__Your objective__. Take every line from the records below that includes the word "marking".

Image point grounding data
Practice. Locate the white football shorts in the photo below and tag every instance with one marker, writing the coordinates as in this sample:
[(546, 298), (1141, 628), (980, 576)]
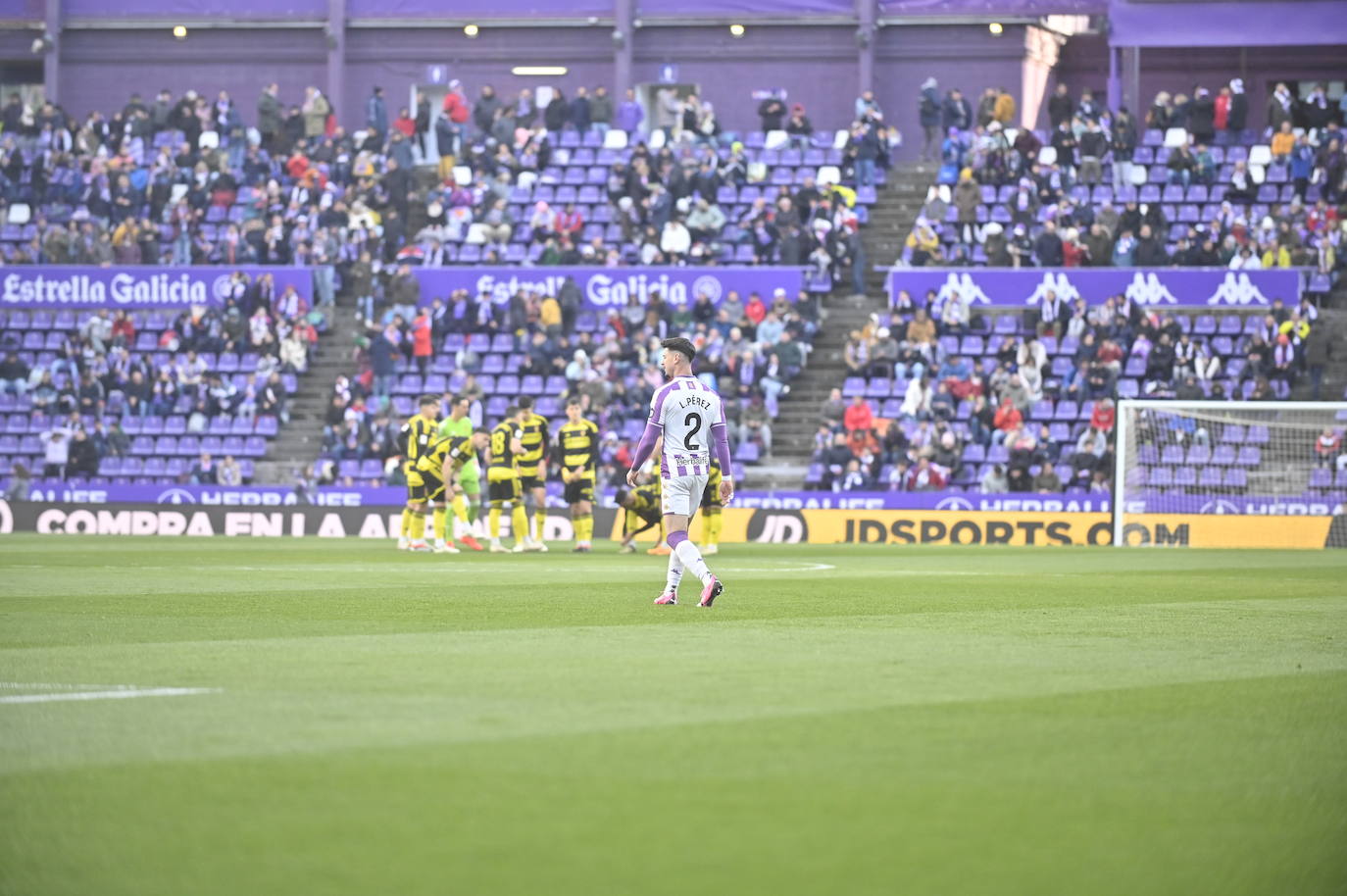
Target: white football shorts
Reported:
[(681, 493)]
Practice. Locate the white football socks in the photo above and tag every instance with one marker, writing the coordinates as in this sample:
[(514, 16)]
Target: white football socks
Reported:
[(692, 561), (675, 574)]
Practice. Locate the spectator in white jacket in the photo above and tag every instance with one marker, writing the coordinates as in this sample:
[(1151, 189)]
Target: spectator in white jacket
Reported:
[(57, 445), (955, 314), (917, 403), (675, 240)]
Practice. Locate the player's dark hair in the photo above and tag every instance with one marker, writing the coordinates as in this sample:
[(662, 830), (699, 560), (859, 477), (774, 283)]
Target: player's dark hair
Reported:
[(680, 345)]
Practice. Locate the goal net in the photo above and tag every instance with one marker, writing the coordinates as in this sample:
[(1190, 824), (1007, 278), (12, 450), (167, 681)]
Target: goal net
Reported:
[(1230, 474)]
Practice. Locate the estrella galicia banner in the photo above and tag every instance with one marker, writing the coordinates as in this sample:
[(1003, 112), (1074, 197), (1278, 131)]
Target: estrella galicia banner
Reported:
[(85, 286), (612, 287), (777, 501), (1159, 287)]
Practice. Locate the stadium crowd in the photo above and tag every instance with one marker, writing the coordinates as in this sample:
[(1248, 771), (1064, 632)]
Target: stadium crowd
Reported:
[(78, 391), (1194, 183), (943, 398), (547, 346), (187, 179)]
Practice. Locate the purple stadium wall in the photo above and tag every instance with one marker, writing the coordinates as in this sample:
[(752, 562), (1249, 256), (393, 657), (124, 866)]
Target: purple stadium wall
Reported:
[(818, 65)]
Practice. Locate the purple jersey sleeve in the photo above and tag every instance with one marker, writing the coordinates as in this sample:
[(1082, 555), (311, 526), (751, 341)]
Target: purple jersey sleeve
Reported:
[(645, 445)]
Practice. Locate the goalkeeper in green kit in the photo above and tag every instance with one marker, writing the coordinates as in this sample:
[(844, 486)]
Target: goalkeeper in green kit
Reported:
[(460, 424)]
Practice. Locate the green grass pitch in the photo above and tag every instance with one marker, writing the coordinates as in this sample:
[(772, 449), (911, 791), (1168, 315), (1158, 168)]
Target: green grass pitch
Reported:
[(847, 720)]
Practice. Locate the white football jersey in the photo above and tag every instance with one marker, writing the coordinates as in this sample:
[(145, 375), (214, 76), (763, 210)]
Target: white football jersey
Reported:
[(686, 409)]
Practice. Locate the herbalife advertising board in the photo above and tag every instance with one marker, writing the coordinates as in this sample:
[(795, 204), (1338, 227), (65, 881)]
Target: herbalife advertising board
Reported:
[(1152, 287)]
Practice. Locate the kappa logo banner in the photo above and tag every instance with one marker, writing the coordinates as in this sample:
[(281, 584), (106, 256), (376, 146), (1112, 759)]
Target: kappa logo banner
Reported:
[(230, 522), (1026, 287)]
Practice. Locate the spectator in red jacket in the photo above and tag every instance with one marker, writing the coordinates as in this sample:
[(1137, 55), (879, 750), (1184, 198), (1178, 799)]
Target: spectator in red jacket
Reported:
[(1103, 416), (123, 329), (755, 310), (424, 344), (456, 107), (858, 416), (1328, 446), (569, 222), (925, 475), (1008, 417)]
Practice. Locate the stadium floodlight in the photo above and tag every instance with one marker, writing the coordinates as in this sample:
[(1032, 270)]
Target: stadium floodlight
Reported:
[(1230, 473)]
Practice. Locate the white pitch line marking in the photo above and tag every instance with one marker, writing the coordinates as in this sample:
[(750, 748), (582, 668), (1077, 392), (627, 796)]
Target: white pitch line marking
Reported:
[(120, 691)]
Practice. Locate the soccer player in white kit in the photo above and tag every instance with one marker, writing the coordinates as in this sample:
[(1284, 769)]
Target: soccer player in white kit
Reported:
[(690, 417)]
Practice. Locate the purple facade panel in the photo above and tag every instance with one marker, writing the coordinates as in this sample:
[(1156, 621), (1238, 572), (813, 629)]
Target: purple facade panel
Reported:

__Answer section__.
Practice. Locate the white pitch line marking in the photo above and tag every instance with one marker, writing the coordinates as in this sample:
Target: white pitch line marking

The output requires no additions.